Jump to content
IndiaDivine.org

IN DAYS OF GREAT PEACE Mouni Sadhu Part Four

Rate this topic


Guest guest

Recommended Posts

Guest guest

The Maharshi

 

 

MAR/APR 2001 VOL.11, NO. 2

 

 

 

IN DAYS OF GREAT PEACE

 

 

by Mouni Sadhu

 

Part Four

 

 

Farewell

 

 

I am returning from the temple hall where people were passing before Maharshis couch as in a procession. I have not taken part in it. I am waiting for 5 P.M. when the flow of visitors stops. From six till seven-thirty the Master is alone. Hence, it is the best time to approach and take leave of him.

The night is exceptionally hot with no breeze, not even a breath of the usual cooler eastern wind. The road is empty and there is no one at the Ashram gate, only several motor cars stand in its large courtyard.

Twilight reigns in the temple hall. I stop for a moment at the door.

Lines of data
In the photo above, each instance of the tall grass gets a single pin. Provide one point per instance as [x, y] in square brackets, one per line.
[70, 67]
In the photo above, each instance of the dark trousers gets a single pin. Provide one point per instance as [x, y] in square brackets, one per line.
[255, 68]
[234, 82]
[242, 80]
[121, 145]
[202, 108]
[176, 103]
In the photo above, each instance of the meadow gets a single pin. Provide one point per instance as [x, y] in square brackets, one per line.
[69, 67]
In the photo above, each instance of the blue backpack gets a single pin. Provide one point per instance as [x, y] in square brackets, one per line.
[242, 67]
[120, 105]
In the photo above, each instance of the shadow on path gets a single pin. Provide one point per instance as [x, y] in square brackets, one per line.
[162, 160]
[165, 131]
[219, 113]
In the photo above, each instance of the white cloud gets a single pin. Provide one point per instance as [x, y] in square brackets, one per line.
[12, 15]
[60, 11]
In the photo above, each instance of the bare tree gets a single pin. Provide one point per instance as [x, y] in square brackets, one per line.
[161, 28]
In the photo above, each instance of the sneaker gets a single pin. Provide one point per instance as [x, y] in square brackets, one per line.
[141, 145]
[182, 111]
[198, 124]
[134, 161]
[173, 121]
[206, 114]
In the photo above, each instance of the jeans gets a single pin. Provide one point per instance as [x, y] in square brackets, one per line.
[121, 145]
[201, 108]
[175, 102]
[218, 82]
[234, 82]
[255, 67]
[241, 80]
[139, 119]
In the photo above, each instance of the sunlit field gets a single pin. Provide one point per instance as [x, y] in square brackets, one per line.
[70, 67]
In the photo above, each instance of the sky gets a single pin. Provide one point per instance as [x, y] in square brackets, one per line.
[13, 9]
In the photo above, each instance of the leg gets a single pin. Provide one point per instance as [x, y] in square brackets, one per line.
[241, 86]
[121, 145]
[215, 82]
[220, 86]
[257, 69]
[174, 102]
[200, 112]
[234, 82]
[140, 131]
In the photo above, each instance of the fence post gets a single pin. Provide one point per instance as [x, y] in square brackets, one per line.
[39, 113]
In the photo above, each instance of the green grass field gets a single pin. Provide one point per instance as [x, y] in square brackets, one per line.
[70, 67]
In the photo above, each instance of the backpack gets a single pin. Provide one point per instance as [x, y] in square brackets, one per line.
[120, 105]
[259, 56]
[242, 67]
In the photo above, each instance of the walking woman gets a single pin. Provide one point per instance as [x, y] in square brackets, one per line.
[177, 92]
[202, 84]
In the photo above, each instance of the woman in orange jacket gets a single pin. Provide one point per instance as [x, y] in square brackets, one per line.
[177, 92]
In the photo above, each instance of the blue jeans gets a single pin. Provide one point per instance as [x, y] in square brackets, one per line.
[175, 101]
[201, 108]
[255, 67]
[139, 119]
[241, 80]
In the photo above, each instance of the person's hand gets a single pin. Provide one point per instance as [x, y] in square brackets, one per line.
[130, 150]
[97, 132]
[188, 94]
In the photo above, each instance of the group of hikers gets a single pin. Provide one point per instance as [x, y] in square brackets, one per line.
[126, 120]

> [Instruction]:
Render this sentence from the Mouni Sadhu piece about the farewell at the Ashram in Spanish: "The night is exceptionally hot with no breeze, not even a breath of the usual cooler eastern wind."

> [Solution for this exercise]:
La noche es excepcionalmente calurosa y sin brisa, ni siquiera un soplo del habitual viento del este, más fresco.